[A run of lines]
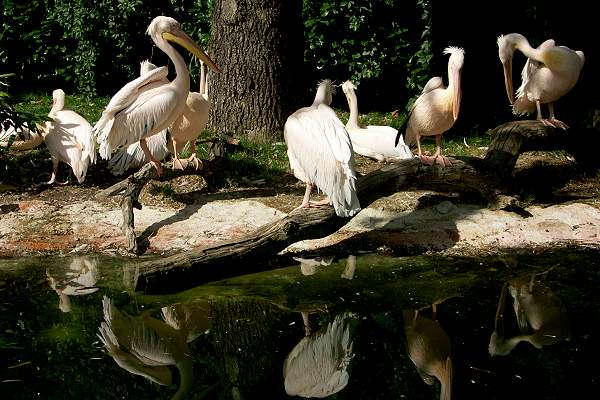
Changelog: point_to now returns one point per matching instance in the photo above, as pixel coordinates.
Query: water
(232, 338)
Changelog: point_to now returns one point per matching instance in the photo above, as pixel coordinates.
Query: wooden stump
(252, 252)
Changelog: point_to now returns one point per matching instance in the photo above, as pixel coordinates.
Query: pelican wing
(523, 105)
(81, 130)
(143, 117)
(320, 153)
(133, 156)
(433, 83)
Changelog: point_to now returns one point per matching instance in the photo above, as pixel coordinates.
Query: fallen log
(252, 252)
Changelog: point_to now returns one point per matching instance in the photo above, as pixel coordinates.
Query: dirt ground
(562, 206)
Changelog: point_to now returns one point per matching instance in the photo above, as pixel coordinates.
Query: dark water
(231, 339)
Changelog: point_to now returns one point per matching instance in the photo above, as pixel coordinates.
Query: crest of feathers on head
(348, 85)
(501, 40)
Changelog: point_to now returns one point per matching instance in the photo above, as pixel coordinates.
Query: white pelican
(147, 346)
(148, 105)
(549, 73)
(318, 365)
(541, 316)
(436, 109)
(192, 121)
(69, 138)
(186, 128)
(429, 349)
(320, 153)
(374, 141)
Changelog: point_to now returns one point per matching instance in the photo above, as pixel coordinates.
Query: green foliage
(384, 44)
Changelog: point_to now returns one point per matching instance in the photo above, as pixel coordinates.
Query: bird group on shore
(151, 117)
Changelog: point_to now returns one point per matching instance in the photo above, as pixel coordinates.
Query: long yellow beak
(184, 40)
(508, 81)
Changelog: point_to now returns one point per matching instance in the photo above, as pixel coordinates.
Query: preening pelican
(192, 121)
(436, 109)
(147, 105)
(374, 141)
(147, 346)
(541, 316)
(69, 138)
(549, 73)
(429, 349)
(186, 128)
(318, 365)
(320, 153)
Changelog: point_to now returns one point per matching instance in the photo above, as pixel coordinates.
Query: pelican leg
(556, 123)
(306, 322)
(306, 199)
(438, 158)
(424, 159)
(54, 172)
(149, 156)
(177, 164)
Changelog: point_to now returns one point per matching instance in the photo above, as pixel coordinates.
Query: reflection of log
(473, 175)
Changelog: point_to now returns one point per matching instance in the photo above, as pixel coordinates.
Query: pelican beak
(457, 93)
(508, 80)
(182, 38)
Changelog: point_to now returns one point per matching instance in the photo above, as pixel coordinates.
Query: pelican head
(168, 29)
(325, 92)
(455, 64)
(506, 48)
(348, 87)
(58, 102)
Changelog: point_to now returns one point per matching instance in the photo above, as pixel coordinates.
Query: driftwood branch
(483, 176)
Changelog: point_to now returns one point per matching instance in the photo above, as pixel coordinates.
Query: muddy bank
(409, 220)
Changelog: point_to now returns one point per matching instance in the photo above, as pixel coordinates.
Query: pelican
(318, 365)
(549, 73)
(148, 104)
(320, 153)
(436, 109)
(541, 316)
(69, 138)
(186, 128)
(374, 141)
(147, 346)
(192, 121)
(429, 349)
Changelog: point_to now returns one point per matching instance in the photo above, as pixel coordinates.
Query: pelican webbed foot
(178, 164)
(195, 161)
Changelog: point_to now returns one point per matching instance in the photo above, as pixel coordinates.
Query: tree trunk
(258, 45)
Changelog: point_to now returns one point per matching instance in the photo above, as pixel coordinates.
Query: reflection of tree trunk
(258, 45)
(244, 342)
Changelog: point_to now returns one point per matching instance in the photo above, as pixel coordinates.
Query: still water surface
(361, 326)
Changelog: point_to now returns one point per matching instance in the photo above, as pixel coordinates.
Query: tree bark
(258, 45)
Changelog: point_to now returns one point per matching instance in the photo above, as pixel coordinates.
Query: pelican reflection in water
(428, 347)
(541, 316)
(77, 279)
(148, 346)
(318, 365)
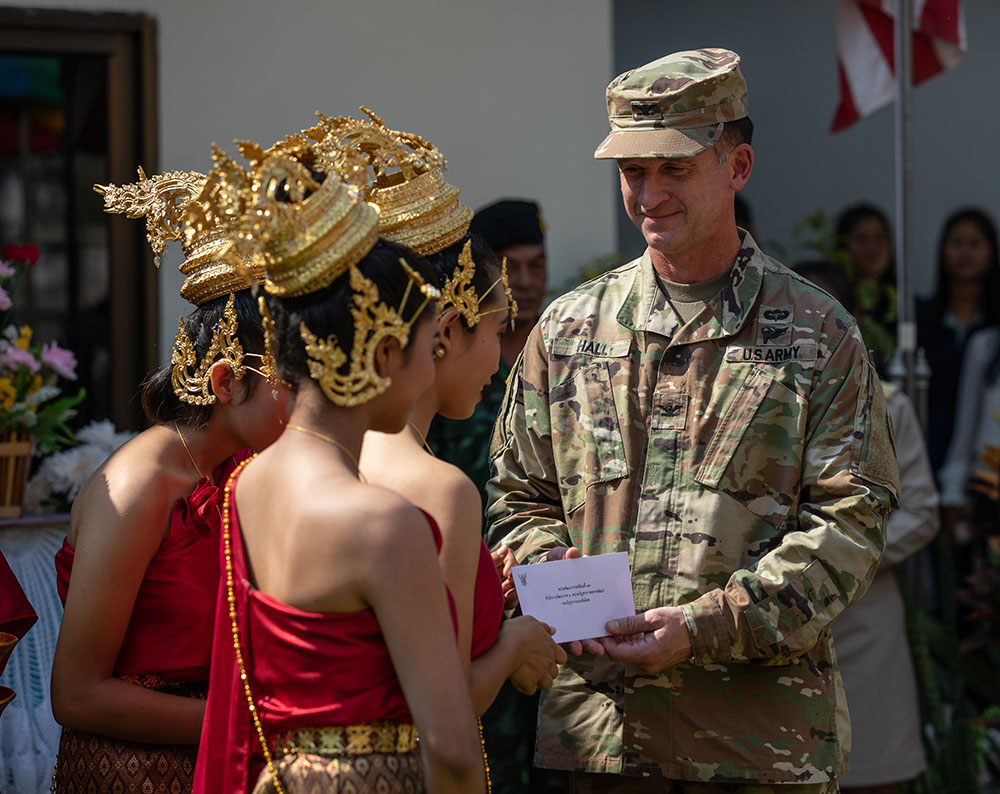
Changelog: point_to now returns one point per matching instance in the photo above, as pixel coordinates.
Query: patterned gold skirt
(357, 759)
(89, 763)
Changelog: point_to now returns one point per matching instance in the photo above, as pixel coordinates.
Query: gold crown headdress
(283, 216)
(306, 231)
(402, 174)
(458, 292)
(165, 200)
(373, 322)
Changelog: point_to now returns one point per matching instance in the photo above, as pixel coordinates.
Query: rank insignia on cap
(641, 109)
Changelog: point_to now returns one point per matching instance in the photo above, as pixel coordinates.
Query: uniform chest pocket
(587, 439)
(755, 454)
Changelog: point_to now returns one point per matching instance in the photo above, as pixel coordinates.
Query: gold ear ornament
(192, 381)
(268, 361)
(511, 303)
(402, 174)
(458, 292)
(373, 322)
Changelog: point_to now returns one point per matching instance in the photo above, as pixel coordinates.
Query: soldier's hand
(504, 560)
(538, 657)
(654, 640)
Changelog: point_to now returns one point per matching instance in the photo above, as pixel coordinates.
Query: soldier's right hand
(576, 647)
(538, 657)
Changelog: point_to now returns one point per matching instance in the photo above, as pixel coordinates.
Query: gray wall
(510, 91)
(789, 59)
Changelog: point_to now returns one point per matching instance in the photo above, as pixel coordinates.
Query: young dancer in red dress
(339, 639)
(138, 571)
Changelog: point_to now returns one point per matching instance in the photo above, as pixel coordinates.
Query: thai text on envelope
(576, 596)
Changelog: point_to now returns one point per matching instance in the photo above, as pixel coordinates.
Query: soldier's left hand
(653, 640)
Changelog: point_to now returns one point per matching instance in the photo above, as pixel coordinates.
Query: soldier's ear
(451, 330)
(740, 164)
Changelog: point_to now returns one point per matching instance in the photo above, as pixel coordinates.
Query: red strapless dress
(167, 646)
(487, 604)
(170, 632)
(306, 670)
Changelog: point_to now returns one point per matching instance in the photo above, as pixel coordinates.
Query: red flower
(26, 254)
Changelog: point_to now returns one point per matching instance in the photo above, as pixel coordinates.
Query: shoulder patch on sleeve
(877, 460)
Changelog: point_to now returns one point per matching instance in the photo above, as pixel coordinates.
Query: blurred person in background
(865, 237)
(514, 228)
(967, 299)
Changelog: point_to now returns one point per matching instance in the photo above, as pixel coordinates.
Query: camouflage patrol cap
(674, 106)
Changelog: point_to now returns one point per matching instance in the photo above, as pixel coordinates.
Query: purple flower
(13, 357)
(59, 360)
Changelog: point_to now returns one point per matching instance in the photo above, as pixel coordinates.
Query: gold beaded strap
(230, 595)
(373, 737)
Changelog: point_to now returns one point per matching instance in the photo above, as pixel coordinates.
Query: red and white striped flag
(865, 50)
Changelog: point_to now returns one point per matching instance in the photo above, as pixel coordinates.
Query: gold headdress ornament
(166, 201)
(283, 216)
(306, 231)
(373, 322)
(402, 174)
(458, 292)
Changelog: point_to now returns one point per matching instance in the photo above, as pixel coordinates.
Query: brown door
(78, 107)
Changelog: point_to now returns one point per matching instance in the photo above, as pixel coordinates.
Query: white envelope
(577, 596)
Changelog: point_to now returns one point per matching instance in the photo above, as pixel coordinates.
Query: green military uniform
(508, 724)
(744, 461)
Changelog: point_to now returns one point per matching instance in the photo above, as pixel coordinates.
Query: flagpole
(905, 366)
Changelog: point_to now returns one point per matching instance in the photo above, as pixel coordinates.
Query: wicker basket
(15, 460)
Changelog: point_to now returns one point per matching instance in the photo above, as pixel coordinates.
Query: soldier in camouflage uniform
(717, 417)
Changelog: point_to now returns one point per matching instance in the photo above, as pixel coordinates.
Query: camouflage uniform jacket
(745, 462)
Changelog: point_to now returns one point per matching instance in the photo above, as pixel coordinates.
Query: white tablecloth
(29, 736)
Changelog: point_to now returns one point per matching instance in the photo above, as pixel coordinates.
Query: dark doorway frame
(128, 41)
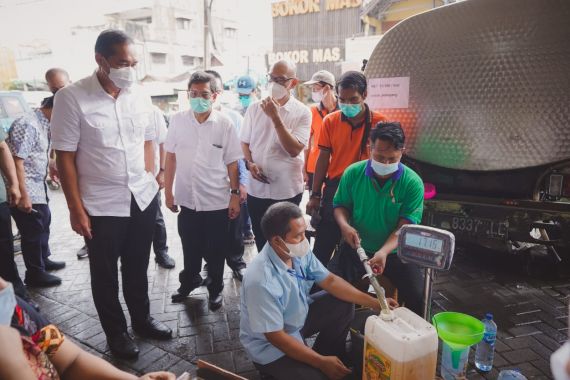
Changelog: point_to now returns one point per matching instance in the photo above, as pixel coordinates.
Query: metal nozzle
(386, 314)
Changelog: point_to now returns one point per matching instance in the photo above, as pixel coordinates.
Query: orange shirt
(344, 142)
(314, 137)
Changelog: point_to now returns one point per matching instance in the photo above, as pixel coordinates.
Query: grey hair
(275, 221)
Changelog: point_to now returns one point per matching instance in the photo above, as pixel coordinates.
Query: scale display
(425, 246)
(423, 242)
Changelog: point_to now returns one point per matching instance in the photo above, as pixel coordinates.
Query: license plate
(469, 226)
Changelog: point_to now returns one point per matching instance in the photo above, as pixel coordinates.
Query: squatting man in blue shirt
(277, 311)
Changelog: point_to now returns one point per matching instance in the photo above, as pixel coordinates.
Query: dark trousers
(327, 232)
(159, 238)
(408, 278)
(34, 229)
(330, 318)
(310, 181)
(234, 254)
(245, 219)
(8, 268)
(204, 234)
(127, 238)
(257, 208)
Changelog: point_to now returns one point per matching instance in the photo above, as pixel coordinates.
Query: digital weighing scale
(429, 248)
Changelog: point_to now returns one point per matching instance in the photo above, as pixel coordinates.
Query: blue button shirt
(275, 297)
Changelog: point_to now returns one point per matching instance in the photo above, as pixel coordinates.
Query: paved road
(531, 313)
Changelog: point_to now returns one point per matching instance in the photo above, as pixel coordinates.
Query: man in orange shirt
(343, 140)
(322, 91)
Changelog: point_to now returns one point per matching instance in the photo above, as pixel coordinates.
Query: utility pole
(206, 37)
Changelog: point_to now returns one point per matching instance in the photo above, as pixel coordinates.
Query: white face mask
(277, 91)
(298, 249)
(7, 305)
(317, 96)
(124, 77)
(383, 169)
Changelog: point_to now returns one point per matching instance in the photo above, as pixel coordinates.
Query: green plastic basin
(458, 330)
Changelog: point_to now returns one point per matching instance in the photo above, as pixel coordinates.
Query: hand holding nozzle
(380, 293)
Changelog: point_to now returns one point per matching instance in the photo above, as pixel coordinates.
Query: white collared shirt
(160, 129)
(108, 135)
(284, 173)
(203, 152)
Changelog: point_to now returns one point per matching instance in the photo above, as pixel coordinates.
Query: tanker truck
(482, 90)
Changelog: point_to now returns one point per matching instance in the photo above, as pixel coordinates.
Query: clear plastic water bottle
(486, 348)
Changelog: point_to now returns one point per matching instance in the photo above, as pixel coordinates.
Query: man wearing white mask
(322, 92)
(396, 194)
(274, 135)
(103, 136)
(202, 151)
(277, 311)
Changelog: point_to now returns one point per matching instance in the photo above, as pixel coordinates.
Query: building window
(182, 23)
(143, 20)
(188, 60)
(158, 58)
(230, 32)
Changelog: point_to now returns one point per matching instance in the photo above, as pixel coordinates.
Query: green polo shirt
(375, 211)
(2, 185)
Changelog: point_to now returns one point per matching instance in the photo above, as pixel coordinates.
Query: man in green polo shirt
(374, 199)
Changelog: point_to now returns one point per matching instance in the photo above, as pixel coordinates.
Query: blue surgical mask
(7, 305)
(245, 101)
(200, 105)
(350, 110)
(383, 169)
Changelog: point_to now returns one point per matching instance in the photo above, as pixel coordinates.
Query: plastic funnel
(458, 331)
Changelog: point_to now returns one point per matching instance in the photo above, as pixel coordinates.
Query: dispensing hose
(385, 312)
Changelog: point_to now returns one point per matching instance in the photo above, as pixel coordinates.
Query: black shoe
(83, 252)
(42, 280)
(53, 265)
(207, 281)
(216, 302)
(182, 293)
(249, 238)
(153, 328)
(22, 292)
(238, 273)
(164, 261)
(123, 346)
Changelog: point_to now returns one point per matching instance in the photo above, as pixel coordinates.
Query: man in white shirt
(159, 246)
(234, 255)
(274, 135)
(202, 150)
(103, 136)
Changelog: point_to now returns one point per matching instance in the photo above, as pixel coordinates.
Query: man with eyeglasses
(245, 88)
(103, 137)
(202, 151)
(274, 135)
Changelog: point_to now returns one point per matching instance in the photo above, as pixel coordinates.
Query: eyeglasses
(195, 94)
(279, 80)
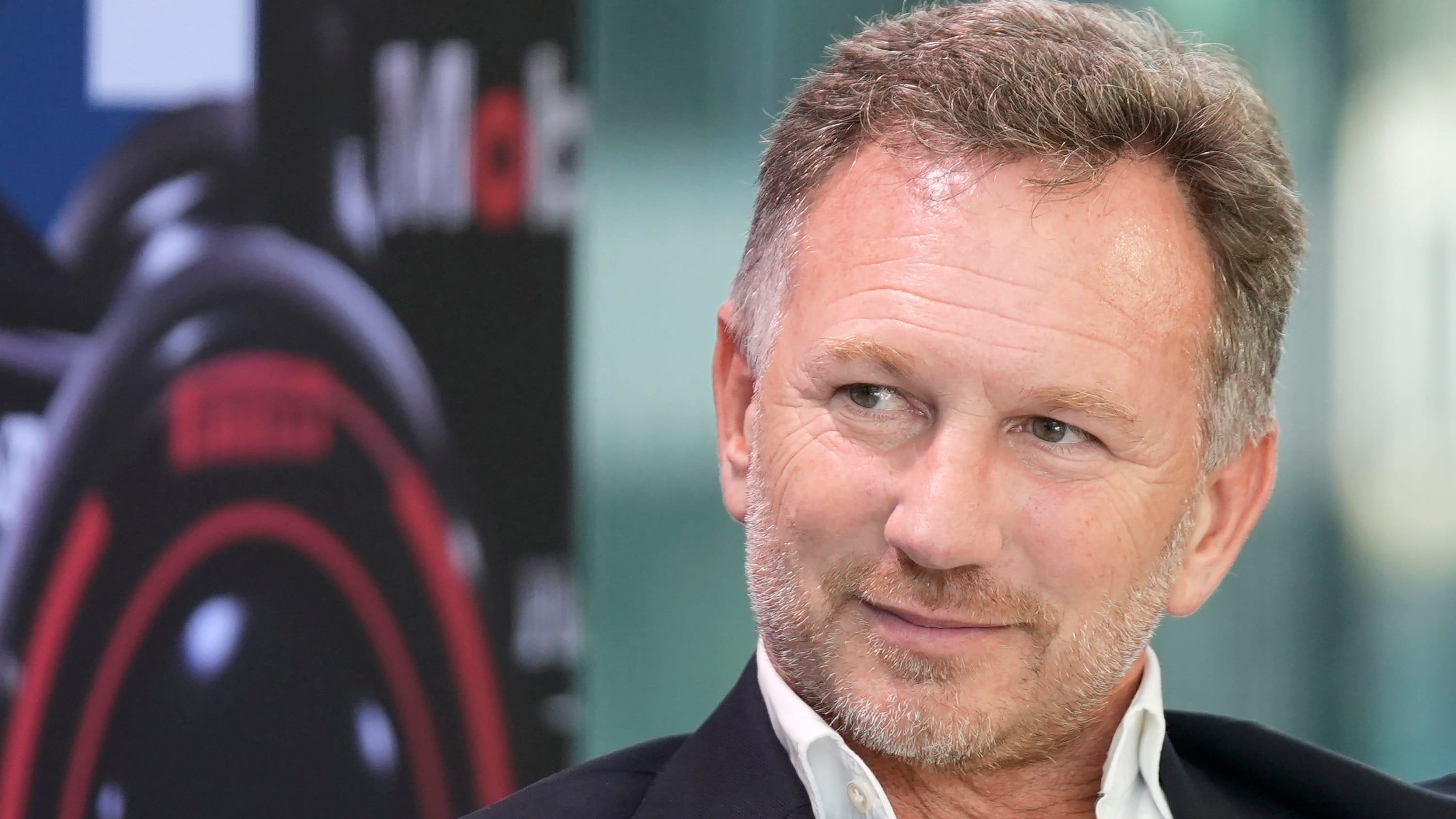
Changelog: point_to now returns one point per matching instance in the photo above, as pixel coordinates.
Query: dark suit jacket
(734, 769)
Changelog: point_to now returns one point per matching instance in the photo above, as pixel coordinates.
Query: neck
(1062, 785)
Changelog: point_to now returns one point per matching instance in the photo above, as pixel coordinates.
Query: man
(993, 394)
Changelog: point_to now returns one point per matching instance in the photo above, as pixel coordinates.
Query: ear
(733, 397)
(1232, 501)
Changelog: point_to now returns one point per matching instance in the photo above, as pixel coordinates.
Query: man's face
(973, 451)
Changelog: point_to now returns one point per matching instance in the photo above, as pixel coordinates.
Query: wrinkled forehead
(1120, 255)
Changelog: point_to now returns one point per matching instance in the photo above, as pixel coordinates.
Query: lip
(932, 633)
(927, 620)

Problem statement: Pull out every line above that contains the word "orange".

Correct result:
Query: orange shirt
Query: man in orange shirt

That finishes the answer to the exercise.